■ Required work: Please transcribe the data exactly, with nothing left out.

■ Stored data entries:
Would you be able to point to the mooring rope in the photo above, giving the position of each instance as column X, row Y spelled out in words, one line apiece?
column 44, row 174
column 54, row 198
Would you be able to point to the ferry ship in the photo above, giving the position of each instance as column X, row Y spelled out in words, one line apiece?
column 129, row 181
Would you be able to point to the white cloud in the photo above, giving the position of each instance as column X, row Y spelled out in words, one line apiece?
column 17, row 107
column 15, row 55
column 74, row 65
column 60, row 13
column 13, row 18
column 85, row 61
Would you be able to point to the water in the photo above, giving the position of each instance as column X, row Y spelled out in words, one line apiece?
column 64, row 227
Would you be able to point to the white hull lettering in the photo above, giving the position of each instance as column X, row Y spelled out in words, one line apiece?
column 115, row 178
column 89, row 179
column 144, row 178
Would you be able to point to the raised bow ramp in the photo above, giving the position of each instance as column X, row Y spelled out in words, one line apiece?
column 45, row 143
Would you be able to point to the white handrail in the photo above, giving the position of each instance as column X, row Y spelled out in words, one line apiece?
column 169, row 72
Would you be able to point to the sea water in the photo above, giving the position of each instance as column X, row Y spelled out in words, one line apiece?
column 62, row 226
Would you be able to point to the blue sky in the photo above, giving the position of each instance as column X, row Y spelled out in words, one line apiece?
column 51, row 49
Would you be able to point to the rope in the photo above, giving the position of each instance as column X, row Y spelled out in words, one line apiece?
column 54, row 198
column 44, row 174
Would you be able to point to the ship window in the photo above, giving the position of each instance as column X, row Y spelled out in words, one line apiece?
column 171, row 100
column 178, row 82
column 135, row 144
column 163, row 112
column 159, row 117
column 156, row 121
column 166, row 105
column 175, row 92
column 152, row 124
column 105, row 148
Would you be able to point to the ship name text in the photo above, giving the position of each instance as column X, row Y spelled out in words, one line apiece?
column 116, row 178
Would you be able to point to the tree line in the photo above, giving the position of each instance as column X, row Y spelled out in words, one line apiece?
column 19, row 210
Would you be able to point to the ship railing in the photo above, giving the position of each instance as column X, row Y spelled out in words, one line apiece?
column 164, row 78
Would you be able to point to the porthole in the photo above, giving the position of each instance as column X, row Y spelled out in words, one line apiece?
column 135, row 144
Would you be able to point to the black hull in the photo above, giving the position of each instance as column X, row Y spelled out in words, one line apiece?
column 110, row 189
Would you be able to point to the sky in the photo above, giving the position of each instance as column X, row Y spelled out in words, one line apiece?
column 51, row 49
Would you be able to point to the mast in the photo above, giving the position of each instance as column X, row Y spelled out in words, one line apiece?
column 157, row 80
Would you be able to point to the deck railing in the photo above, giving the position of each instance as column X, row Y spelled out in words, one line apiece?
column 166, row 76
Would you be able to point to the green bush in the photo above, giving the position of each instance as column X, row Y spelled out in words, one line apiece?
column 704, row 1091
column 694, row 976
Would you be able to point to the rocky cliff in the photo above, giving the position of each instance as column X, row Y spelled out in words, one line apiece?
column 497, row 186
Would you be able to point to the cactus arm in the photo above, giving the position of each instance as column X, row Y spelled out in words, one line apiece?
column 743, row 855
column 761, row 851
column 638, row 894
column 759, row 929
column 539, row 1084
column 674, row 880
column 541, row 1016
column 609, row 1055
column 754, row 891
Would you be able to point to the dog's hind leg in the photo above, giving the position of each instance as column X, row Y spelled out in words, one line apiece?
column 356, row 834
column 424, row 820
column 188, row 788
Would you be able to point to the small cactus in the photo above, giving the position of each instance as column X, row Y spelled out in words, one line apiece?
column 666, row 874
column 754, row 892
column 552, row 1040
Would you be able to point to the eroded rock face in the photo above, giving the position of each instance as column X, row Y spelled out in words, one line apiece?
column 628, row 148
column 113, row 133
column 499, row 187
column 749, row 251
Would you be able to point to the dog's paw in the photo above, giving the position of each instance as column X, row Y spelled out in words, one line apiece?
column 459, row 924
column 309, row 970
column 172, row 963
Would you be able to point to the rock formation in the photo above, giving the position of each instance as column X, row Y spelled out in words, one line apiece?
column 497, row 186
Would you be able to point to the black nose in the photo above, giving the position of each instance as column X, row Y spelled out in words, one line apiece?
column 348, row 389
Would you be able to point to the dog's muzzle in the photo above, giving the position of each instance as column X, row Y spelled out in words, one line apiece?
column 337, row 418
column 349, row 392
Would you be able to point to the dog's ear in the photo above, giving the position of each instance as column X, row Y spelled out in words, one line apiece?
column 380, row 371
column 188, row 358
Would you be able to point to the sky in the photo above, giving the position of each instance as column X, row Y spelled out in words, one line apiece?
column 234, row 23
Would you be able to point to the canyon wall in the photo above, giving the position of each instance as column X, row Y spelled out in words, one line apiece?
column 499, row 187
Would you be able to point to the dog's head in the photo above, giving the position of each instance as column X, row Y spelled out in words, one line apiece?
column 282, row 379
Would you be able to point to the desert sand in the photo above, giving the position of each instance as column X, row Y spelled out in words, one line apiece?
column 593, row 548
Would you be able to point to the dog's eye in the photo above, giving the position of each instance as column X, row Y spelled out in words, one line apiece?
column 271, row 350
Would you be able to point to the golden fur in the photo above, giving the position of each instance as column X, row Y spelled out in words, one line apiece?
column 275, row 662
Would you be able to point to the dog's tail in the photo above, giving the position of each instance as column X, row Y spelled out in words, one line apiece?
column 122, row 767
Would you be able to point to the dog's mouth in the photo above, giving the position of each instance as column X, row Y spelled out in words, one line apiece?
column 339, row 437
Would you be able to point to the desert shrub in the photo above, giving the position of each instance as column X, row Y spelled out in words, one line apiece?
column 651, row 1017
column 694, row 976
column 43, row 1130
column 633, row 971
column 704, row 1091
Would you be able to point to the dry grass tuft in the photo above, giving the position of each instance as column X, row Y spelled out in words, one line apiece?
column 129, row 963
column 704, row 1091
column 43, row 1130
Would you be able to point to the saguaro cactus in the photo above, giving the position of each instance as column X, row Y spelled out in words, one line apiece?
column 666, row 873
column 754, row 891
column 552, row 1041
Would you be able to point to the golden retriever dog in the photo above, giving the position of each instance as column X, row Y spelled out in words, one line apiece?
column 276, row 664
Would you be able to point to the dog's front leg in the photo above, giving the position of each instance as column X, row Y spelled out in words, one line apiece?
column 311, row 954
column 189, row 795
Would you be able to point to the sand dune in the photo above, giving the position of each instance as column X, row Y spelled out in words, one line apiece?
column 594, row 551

■ Written solution:
Would you be able to point to the mooring rope in the photo above, giving the position of each instance as column X, row Y spelled out in words, one line apiece?
column 44, row 174
column 54, row 198
Would you be able to point to the ferry ship in the photo above, giving the position of each instance as column X, row Y spelled out in words, one line apiece?
column 129, row 181
Would you be able to point to the white cloud in the photo above, giving the position of each instance as column X, row Y spelled out in words, one line apiece?
column 17, row 107
column 15, row 55
column 74, row 65
column 60, row 13
column 13, row 18
column 85, row 61
Would you be able to point to the water in the photo above, giving the position of each instance as column X, row Y spelled out in words, one line apiece?
column 64, row 227
Would you be able to point to the white hull lettering in the photo above, giving the position of each instance as column X, row Y spelled out in words, one line apiece?
column 115, row 178
column 89, row 179
column 144, row 178
Would you be able to point to the raised bow ramp in the photo above, giving the position of each instance as column X, row Y spelled out in words, one line apiece?
column 45, row 143
Would you be able to point to the white handrail in the photo above, giving the position of each instance as column X, row Y spelled out in words, one line apiece?
column 169, row 72
Would you be able to point to the sea water in the photo above, giving the position of each instance as column X, row Y spelled out in words, one line apiece?
column 62, row 226
Would you be able to point to the blue sky in the photo above, giving the position of each instance as column X, row Y spelled out in words, one line apiece?
column 51, row 49
Would you be able to point to the rope in the photo above, giving the position of each instance as column X, row Y spelled out in words, one line apiece?
column 54, row 198
column 44, row 174
Would you be able to point to the ship window in the photo above, giving the position of each instance as column X, row Y spelled out in words, one line apiece?
column 171, row 100
column 178, row 82
column 135, row 144
column 163, row 112
column 159, row 117
column 156, row 121
column 166, row 105
column 175, row 92
column 152, row 124
column 105, row 148
Would you be able to point to the ship name text in the photo above, giving the position of each instance as column X, row Y spelled out in words, one line apiece?
column 116, row 178
Would you be able to point to the tree line in the photo above, giving the position of each instance as column X, row Y spelled out in words, one line apiece?
column 19, row 210
Would you be able to point to the ship railing in the photo above, giving the position of each instance as column X, row Y spelled out in words, one line apiece?
column 164, row 78
Would you be able to point to the porthole in the photo above, giving the position of each instance as column X, row Y spelled out in words, one line apiece?
column 135, row 144
Would you be able to point to the black hull in the photo above, giving the position of each instance as column X, row Y spelled out in words, one line apiece?
column 110, row 189
Would you be able to point to the sky in the photo above, giving the position of each instance as column X, row Y spelled out in words, one line apiece?
column 51, row 49
Would you be able to point to the mast in the photo above, giving the position of each instance as column X, row Y spelled out in words, one line apiece?
column 157, row 80
Would you be able to point to the deck railing in the photo above, giving the position of each instance as column X, row Y spelled out in words, one line apiece?
column 166, row 76
Would you be able to point to the green bush in the photo above, giving the position of each instance as column X, row Y spelled out in words, one line apiece?
column 704, row 1091
column 694, row 976
Would you be able to point to the rocky cliff in the photo above, giving the position of each instance as column X, row Y spelled out in words, one line apiece?
column 497, row 186
Would you be able to point to the cactus arm in the photo above, giving the position of each instance as column X, row Y spelled out in words, one line apiece?
column 743, row 855
column 761, row 851
column 638, row 894
column 759, row 929
column 539, row 1084
column 674, row 880
column 541, row 1016
column 609, row 1055
column 754, row 891
Would you be able to point to the dog's hind leg in the photo above, giving the position of each instance as column X, row Y spelled out in words, one line apiece?
column 356, row 834
column 424, row 820
column 188, row 788
Would you be able to point to the small cactus in the photo above, giving the position of each instance as column X, row Y spelled out in words, one line apiece?
column 666, row 874
column 754, row 892
column 552, row 1040
Would you be able to point to the eroded rock face in the photo above, giving the position of each instance as column X, row Y spelled out in words, one line apiece?
column 628, row 148
column 113, row 133
column 499, row 187
column 749, row 251
Would you be able to point to the dog's paw in the photo above, giving the position of each instance as column X, row Y spelled out in words, one line apiece?
column 459, row 924
column 309, row 970
column 172, row 963
Would you be able to point to the rock formation in the photo above, giving the position of each instance as column X, row Y spelled out in words, one line apiece?
column 497, row 186
Would you be able to point to the black nose in the photo above, giving the position of each instance as column X, row Y spelled out in words, one line apiece?
column 348, row 389
Would you be able to point to the dog's muzzle in the photo above, giving the position of each instance as column X, row Y spelled out in words, one line apiece?
column 337, row 418
column 349, row 392
Would you be able to point to the dog's ear in the photo above, giving the position of each instance as column X, row Y spelled out in words, one line apiece?
column 380, row 371
column 188, row 358
Would you be able to point to the sky in the photo above, giving the position of each instance as column X, row Y spelled out in words, one line apiece?
column 234, row 23
Would you be able to point to the canyon wall in the photo above, giving the position of each instance as column X, row Y spelled out in words, one line apiece?
column 499, row 187
Would you be able to point to the dog's head in the photo above, giving the position of each instance as column X, row Y spelled out in words, one line apiece?
column 282, row 379
Would you be able to point to the desert sand in the photo above, giving the position of each instance as column X, row Y spelled out in words, one line apiece?
column 593, row 548
Would you be able to point to the dog's eye in the photo above, giving the position of each instance as column X, row Y spelled out in words, one line apiece?
column 271, row 350
Would you be able to point to the golden fur in the photo above, giving the position of each instance as column X, row Y spelled out in words, one line apiece?
column 275, row 662
Would you be able to point to the dog's tail in the photo above, giving the position of each instance as column X, row Y spelled out in words, one line apiece?
column 122, row 767
Would you be able to point to the dog's mouth in the photo above, giving the position of each instance as column X, row Y spelled out in words, one line apiece?
column 339, row 437
Would you be able to point to the desert shrub in the photo above, giving the position of each instance as column X, row Y spelled out in words, one line apiece?
column 651, row 1017
column 694, row 976
column 43, row 1130
column 633, row 971
column 704, row 1091
Would you be able to point to the dry grass tuft in the photo above, giving the position of each instance as column X, row Y spelled out in words, one line apiece?
column 129, row 963
column 704, row 1091
column 43, row 1130
Would you be able to point to the saguaro cactus in the photo above, giving the position of each instance as column X, row Y spelled out in words, one line apiece?
column 666, row 873
column 754, row 891
column 552, row 1041
Would you be able to point to the golden retriever dog in the photo above, giving the position of each instance as column X, row Y spelled out in words, one line apiece?
column 276, row 664
Would you be able to point to the dog's front leg in the photo above, giving the position of each instance as column X, row Y spelled out in words, one line apiece?
column 311, row 954
column 189, row 795
Would you be able to point to the sand dune in the photo above, giving the position of each instance as column X, row Y spelled out in words, one line apiece?
column 594, row 551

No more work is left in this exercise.